The records below must be transcribed exactly. Do not include the pictures.

* START Data excerpts *

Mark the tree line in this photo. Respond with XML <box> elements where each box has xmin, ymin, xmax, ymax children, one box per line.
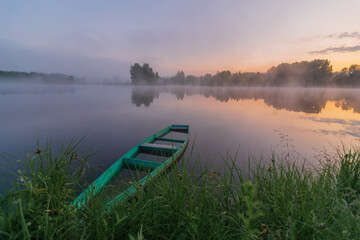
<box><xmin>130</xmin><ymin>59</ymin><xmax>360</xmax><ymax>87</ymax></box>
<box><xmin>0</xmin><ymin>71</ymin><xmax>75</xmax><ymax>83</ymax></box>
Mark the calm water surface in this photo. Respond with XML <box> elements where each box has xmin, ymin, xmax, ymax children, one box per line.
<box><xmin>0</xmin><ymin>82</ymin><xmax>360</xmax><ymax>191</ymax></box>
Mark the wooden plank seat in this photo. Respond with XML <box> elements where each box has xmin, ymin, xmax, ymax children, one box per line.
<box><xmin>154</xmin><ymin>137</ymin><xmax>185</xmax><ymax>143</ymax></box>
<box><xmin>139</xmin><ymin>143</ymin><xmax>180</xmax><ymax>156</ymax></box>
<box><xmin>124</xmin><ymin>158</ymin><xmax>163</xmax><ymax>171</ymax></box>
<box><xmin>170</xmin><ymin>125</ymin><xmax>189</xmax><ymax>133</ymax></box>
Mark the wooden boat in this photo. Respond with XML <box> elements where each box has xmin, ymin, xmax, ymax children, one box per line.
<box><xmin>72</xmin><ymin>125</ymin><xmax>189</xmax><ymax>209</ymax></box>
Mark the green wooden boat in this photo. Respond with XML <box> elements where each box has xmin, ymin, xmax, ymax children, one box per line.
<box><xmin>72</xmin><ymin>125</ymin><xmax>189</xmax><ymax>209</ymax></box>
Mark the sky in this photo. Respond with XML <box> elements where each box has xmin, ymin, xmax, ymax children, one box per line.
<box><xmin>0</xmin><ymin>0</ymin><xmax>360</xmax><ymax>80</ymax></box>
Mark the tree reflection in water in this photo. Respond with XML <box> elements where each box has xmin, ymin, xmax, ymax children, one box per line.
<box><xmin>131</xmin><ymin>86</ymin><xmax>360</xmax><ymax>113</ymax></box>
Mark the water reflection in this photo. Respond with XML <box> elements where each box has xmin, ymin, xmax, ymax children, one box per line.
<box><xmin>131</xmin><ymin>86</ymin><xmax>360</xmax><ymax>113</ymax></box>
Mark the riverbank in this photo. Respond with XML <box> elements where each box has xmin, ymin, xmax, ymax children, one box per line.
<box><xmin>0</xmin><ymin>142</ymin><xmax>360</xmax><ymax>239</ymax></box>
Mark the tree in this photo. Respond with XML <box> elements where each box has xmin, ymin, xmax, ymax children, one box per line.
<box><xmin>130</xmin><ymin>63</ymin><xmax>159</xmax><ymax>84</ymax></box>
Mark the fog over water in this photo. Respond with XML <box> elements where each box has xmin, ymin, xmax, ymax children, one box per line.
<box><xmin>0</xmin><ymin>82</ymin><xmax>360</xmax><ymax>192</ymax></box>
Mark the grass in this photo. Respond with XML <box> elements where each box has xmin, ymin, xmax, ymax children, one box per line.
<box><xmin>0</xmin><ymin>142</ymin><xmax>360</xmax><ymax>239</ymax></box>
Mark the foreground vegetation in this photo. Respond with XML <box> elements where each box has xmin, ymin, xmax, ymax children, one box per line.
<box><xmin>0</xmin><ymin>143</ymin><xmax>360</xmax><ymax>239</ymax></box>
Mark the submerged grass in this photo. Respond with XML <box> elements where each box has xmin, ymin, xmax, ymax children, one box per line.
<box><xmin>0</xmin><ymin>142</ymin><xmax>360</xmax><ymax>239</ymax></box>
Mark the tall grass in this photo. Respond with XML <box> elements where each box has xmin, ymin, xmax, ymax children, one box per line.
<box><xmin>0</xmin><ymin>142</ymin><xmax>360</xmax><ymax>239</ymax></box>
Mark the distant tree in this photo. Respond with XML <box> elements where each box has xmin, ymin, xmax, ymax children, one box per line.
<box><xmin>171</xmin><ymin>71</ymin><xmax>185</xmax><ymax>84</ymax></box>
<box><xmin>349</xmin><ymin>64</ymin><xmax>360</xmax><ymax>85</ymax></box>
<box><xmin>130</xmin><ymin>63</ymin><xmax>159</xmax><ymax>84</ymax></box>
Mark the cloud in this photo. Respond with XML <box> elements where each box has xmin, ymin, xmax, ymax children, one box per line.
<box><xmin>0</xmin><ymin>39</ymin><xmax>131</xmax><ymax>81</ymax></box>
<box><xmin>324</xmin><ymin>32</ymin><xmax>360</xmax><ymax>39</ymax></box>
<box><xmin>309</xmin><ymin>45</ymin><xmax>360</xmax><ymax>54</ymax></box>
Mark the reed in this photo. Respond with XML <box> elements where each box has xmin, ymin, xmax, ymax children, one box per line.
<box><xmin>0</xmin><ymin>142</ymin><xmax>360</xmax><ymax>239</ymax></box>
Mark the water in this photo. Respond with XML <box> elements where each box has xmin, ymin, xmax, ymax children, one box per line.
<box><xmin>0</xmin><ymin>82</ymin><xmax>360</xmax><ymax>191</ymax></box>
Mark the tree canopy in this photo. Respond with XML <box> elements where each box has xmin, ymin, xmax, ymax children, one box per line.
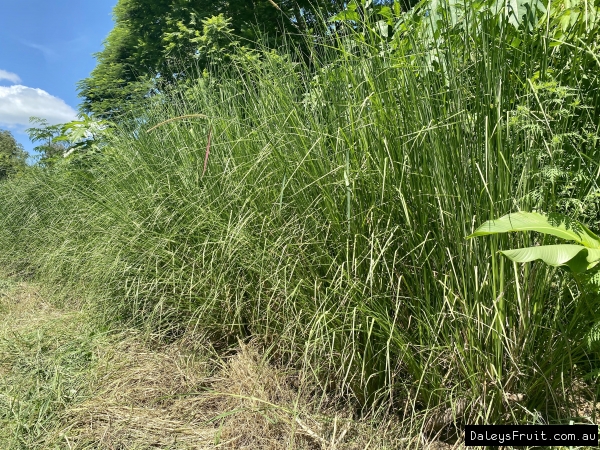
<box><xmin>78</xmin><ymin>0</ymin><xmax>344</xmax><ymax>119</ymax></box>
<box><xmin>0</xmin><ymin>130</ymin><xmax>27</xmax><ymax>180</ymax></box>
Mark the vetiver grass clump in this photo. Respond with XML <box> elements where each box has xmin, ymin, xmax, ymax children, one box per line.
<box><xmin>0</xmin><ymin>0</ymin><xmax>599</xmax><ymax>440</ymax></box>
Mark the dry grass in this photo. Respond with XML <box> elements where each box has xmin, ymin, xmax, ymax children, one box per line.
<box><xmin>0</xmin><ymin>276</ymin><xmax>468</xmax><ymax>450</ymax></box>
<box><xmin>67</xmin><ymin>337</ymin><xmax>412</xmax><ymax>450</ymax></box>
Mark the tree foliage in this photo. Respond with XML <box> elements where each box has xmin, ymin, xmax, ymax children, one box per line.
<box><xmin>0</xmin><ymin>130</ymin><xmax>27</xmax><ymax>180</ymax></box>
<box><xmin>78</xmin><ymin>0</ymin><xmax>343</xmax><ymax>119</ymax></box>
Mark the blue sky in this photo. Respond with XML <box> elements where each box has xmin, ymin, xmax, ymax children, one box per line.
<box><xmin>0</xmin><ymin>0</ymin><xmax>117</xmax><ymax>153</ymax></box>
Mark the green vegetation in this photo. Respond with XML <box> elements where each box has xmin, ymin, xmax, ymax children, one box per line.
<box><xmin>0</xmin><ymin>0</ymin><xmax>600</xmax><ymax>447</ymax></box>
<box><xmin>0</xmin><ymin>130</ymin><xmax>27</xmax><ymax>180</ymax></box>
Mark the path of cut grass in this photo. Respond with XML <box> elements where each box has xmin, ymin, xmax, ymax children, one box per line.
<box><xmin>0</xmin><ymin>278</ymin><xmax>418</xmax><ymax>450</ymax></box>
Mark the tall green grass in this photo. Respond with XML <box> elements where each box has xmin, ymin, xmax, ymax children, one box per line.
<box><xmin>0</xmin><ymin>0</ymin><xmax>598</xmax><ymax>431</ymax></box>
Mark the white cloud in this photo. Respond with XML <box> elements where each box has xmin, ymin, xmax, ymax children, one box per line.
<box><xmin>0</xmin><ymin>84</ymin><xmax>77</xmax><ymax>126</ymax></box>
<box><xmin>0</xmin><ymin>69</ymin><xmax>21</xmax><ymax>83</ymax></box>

* END Data excerpts *

» Complete output
Mark the tree line in this photo. Respond with XML <box> elements where each box has xmin, ymin, xmax, ymax children, one box per line.
<box><xmin>130</xmin><ymin>59</ymin><xmax>360</xmax><ymax>87</ymax></box>
<box><xmin>0</xmin><ymin>71</ymin><xmax>75</xmax><ymax>83</ymax></box>
Mark the calm water surface in this photo. Respond with XML <box> elements where each box has xmin, ymin, xmax, ymax children, one box per line.
<box><xmin>0</xmin><ymin>82</ymin><xmax>360</xmax><ymax>191</ymax></box>
Mark the wooden plank seat in this photo. Respond with XML <box> elements where each box has xmin, ymin, xmax, ymax children, one box per line.
<box><xmin>154</xmin><ymin>137</ymin><xmax>185</xmax><ymax>143</ymax></box>
<box><xmin>139</xmin><ymin>143</ymin><xmax>180</xmax><ymax>156</ymax></box>
<box><xmin>124</xmin><ymin>158</ymin><xmax>163</xmax><ymax>171</ymax></box>
<box><xmin>170</xmin><ymin>125</ymin><xmax>189</xmax><ymax>133</ymax></box>
Mark the wooden boat in this photo. Respond with XML <box> elements where each box has xmin, ymin, xmax, ymax children, one box per line.
<box><xmin>72</xmin><ymin>125</ymin><xmax>189</xmax><ymax>209</ymax></box>
Mark the green wooden boat in this photo. Respond with XML <box> elements where each box has xmin, ymin, xmax, ymax children, one box per line.
<box><xmin>72</xmin><ymin>125</ymin><xmax>189</xmax><ymax>209</ymax></box>
Mark the sky in this photo. Respond with XML <box> elements where each box has xmin, ymin, xmax, ymax children, one box per line.
<box><xmin>0</xmin><ymin>0</ymin><xmax>360</xmax><ymax>80</ymax></box>
Mark the tree reflection in water in this photo. Respond with XML <box> elements where each box has xmin, ymin, xmax, ymax children, one box per line.
<box><xmin>131</xmin><ymin>86</ymin><xmax>360</xmax><ymax>113</ymax></box>
Mark the water reflection in this photo. Respond with XML <box> elements where each box has xmin, ymin, xmax, ymax children, one box per line.
<box><xmin>131</xmin><ymin>86</ymin><xmax>360</xmax><ymax>113</ymax></box>
Mark the riverbank in this photo. Respond with XML <box> elements where each box has xmin, ymin, xmax, ymax children, one box per line.
<box><xmin>0</xmin><ymin>142</ymin><xmax>360</xmax><ymax>239</ymax></box>
Mark the tree in this photo. Respond with XML <box> elements where each box has xmin, ymin, xmax, ymax children, one box per line.
<box><xmin>130</xmin><ymin>63</ymin><xmax>159</xmax><ymax>84</ymax></box>
Mark the fog over water in this photo. Respond with XML <box> elements where each box has xmin, ymin, xmax, ymax children, one box per line.
<box><xmin>0</xmin><ymin>82</ymin><xmax>360</xmax><ymax>192</ymax></box>
Mark the grass in this photo. Respond with XML <box> elements where each box has xmin, ymin, xmax, ymax children, one box per line.
<box><xmin>0</xmin><ymin>142</ymin><xmax>360</xmax><ymax>239</ymax></box>
Mark the foreground vegetation in this photo. Respond with XML <box> elements where each box has xmin, ymin, xmax, ymax children, one box per line.
<box><xmin>0</xmin><ymin>143</ymin><xmax>360</xmax><ymax>239</ymax></box>
Mark the submerged grass in this photo. Respond with XML <box> elements where each box has xmin, ymin, xmax, ymax children, one box per line.
<box><xmin>0</xmin><ymin>142</ymin><xmax>360</xmax><ymax>239</ymax></box>
Mark the tall grass in this photo. Respond with XML <box> elements where each box has xmin, ymin, xmax, ymax children, one box per line.
<box><xmin>0</xmin><ymin>142</ymin><xmax>360</xmax><ymax>239</ymax></box>
Mark the distant tree in this photo. Respond with XML <box> elements where each box has xmin, ymin, xmax, ymax children, one box per line.
<box><xmin>171</xmin><ymin>71</ymin><xmax>185</xmax><ymax>84</ymax></box>
<box><xmin>349</xmin><ymin>64</ymin><xmax>360</xmax><ymax>85</ymax></box>
<box><xmin>130</xmin><ymin>63</ymin><xmax>159</xmax><ymax>84</ymax></box>
Mark the cloud in this photo. Respond with XML <box> elements where each box has xmin, ymin, xmax, ymax children, one box per line.
<box><xmin>0</xmin><ymin>39</ymin><xmax>131</xmax><ymax>81</ymax></box>
<box><xmin>324</xmin><ymin>32</ymin><xmax>360</xmax><ymax>39</ymax></box>
<box><xmin>309</xmin><ymin>45</ymin><xmax>360</xmax><ymax>54</ymax></box>
Mark the reed in this photo. Respond with XML <box> elements where each box has xmin, ymin, xmax, ymax children, one box per line.
<box><xmin>0</xmin><ymin>142</ymin><xmax>360</xmax><ymax>239</ymax></box>
Mark the water in this photo. Respond with XML <box> elements where each box has xmin, ymin, xmax, ymax children, one box per line.
<box><xmin>0</xmin><ymin>82</ymin><xmax>360</xmax><ymax>191</ymax></box>
Mark the tree canopy in this photo. Respond with XML <box> elements where each box has xmin, ymin, xmax, ymax children, one box per line.
<box><xmin>78</xmin><ymin>0</ymin><xmax>344</xmax><ymax>119</ymax></box>
<box><xmin>0</xmin><ymin>130</ymin><xmax>27</xmax><ymax>180</ymax></box>
Mark the vetiver grass clump in this photo. Respond with XML <box> elements where each box has xmin, ymin, xmax, ymax children, one box per line.
<box><xmin>0</xmin><ymin>0</ymin><xmax>599</xmax><ymax>440</ymax></box>
Mark the dry grass in this photo. Respond with XML <box> elements where each box has xmin, ymin, xmax, ymax children, one box per line.
<box><xmin>0</xmin><ymin>276</ymin><xmax>468</xmax><ymax>450</ymax></box>
<box><xmin>67</xmin><ymin>337</ymin><xmax>412</xmax><ymax>450</ymax></box>
Mark the tree foliage in this photo. Respond with XML <box> elements where each box has xmin, ymin, xmax, ymax children, one box per line.
<box><xmin>0</xmin><ymin>130</ymin><xmax>27</xmax><ymax>180</ymax></box>
<box><xmin>78</xmin><ymin>0</ymin><xmax>343</xmax><ymax>119</ymax></box>
Mark the blue sky in this photo. Respond with XML <box> elements where each box has xmin, ymin, xmax, ymax children, one box per line.
<box><xmin>0</xmin><ymin>0</ymin><xmax>117</xmax><ymax>153</ymax></box>
Mark the green vegetation in this photo. Respond with XML <box> elements where each box has xmin, ymin, xmax, ymax children, one box per line.
<box><xmin>0</xmin><ymin>0</ymin><xmax>600</xmax><ymax>447</ymax></box>
<box><xmin>0</xmin><ymin>130</ymin><xmax>27</xmax><ymax>180</ymax></box>
Mark the path of cut grass in this photo. Respond with XML <box> elements where each box has xmin, ymin, xmax, ymax children, one box per line.
<box><xmin>0</xmin><ymin>278</ymin><xmax>418</xmax><ymax>450</ymax></box>
Mark the tall green grass in this photo. Respond with XML <box> elements where each box has xmin, ymin, xmax, ymax children, one box per line.
<box><xmin>0</xmin><ymin>0</ymin><xmax>598</xmax><ymax>431</ymax></box>
Mark the white cloud in this photo. Respond with XML <box> elements where each box has xmin, ymin, xmax, ymax children, one box per line.
<box><xmin>0</xmin><ymin>84</ymin><xmax>77</xmax><ymax>126</ymax></box>
<box><xmin>0</xmin><ymin>69</ymin><xmax>21</xmax><ymax>83</ymax></box>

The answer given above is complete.